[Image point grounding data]
......
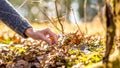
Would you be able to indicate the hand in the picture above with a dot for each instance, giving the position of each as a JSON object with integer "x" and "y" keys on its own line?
{"x": 45, "y": 34}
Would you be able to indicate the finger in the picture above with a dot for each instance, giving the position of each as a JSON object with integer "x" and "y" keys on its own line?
{"x": 45, "y": 39}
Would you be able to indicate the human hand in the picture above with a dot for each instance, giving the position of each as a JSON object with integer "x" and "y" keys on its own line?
{"x": 45, "y": 34}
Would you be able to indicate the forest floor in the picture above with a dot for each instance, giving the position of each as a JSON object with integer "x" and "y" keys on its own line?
{"x": 75, "y": 50}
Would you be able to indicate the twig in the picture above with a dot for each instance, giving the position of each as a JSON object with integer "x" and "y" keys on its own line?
{"x": 58, "y": 17}
{"x": 76, "y": 22}
{"x": 50, "y": 20}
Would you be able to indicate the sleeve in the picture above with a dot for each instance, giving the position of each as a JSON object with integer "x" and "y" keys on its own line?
{"x": 12, "y": 18}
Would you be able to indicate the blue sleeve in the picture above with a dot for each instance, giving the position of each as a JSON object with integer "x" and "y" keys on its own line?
{"x": 12, "y": 18}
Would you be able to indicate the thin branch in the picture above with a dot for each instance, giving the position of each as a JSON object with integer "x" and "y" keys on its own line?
{"x": 76, "y": 22}
{"x": 50, "y": 20}
{"x": 58, "y": 17}
{"x": 25, "y": 1}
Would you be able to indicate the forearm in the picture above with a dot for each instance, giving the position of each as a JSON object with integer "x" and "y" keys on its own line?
{"x": 13, "y": 19}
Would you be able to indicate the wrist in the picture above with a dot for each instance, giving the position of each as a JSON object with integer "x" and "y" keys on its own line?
{"x": 29, "y": 32}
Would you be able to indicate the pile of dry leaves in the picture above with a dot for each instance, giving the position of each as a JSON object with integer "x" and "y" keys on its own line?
{"x": 73, "y": 50}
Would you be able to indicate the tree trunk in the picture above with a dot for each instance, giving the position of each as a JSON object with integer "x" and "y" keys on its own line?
{"x": 110, "y": 33}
......
The reply should hold every line of the records unchanged and no pictures.

Written solution:
Would you be able to indicate the hand in the picture above with a dot for each instance, giving the position of each as a JSON object with integer "x" and "y" keys on its own line?
{"x": 45, "y": 34}
Would you be able to indicate the finger in the picture above with a dot for each instance, giving the position of each as a JSON object with integer "x" and "y" keys on its own line?
{"x": 45, "y": 39}
Would you be able to indicate the human hand in the picture above with a dot for each instance, giving the position of each as a JSON object with integer "x" and "y" keys on its own line?
{"x": 45, "y": 34}
Would you be able to indicate the forest floor in the picture above with a dot for each instance, giving the position of each as a JSON object with integer "x" and "y" keys on its own line?
{"x": 75, "y": 50}
Would you be able to indicate the twig in the picture above with a dot for each instance, giving the position of each as a JSON object with integer "x" and "y" keys on its own line?
{"x": 58, "y": 17}
{"x": 76, "y": 22}
{"x": 50, "y": 20}
Would you be able to indicate the sleeve in the picture above with a dot for each instance, giving the position of each as a JSON object with integer "x" and "y" keys on its own line?
{"x": 12, "y": 18}
Would you be able to indicate the blue sleeve in the picture above with a dot for each instance, giving the position of each as a JSON object with integer "x" and "y" keys on its own line?
{"x": 12, "y": 18}
Would you be able to indicate the thin branch in the picture above with a dot for each instance, giving the position of each as a JSON object with integer "x" and "y" keys on its own line?
{"x": 76, "y": 22}
{"x": 50, "y": 20}
{"x": 58, "y": 17}
{"x": 25, "y": 1}
Would you be able to indicate the forearm in the picture above with a dot for each instance, giving the position of each as a JSON object with integer "x" and "y" keys on its own line?
{"x": 13, "y": 19}
Would you be able to indicate the wrist in the picture above with a dot for each instance, giving the position of each as a JSON object with integer "x" and "y" keys on its own line?
{"x": 29, "y": 32}
Would you be able to indicate the pile of dry leaves in the picture above with a dot for each instance, giving the position of each as a JSON object with integer "x" and "y" keys on its own line?
{"x": 73, "y": 50}
Would you be able to indicate the tree trunk in the picture above with a dot for each instance, giving the position of each as a JSON object with integer "x" and "y" keys on its own line?
{"x": 110, "y": 33}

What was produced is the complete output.